> [What you should do]: From the records below, pull out the lines starting with the line that contains "Labeling job — category: orchid" and going on through the line that contains "0,0,990,658", and reproduce them word for word.

> [Material for this exercise]:

##########

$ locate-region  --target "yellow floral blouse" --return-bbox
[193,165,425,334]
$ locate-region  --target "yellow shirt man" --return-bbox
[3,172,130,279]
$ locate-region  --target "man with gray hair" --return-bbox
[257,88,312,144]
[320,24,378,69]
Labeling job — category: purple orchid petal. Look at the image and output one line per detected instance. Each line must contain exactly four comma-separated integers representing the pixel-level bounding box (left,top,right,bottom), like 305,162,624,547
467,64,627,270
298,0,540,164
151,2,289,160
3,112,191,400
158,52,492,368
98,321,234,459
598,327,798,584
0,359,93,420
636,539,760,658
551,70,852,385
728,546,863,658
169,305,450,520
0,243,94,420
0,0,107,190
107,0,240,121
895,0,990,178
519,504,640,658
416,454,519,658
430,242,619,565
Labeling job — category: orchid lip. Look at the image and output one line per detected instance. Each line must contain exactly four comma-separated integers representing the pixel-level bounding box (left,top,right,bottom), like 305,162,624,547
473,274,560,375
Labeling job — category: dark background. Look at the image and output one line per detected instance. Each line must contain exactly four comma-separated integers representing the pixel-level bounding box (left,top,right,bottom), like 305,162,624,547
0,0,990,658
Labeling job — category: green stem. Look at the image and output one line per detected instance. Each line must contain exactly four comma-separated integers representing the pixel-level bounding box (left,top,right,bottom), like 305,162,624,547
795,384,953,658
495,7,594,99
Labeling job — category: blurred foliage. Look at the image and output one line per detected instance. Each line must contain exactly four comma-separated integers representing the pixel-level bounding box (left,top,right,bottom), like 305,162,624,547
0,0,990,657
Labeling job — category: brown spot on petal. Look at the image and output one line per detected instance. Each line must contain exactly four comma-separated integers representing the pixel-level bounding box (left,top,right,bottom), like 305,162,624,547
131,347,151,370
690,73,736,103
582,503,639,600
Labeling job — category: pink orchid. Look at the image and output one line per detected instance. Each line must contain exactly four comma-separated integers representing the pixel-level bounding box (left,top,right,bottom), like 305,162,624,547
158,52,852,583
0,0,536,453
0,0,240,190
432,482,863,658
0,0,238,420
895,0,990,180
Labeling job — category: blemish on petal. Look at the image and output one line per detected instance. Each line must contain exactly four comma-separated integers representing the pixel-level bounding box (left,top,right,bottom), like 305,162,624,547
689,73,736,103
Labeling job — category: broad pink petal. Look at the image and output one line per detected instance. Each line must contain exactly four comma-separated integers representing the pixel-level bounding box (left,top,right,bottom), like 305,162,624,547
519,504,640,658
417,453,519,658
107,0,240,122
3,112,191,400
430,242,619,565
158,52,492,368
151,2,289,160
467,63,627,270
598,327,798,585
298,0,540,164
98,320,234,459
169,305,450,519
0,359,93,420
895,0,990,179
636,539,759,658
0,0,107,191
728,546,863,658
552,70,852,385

##########

> [Task answer]:
Labeling job — category: orchid lip. Look at the image and output one line per detected instance. Each line must contain exactly four comma-separated integers representing the pixel-level bounding box (left,top,right,bottom), like 305,162,624,547
473,274,560,375
Labeling job — category: dark background. Look at the image and output one line per detected instance. Each line must contain exactly four comma-separated integers representing the pixel-level bounding box (left,top,right,bottom), like 305,162,624,547
0,0,990,658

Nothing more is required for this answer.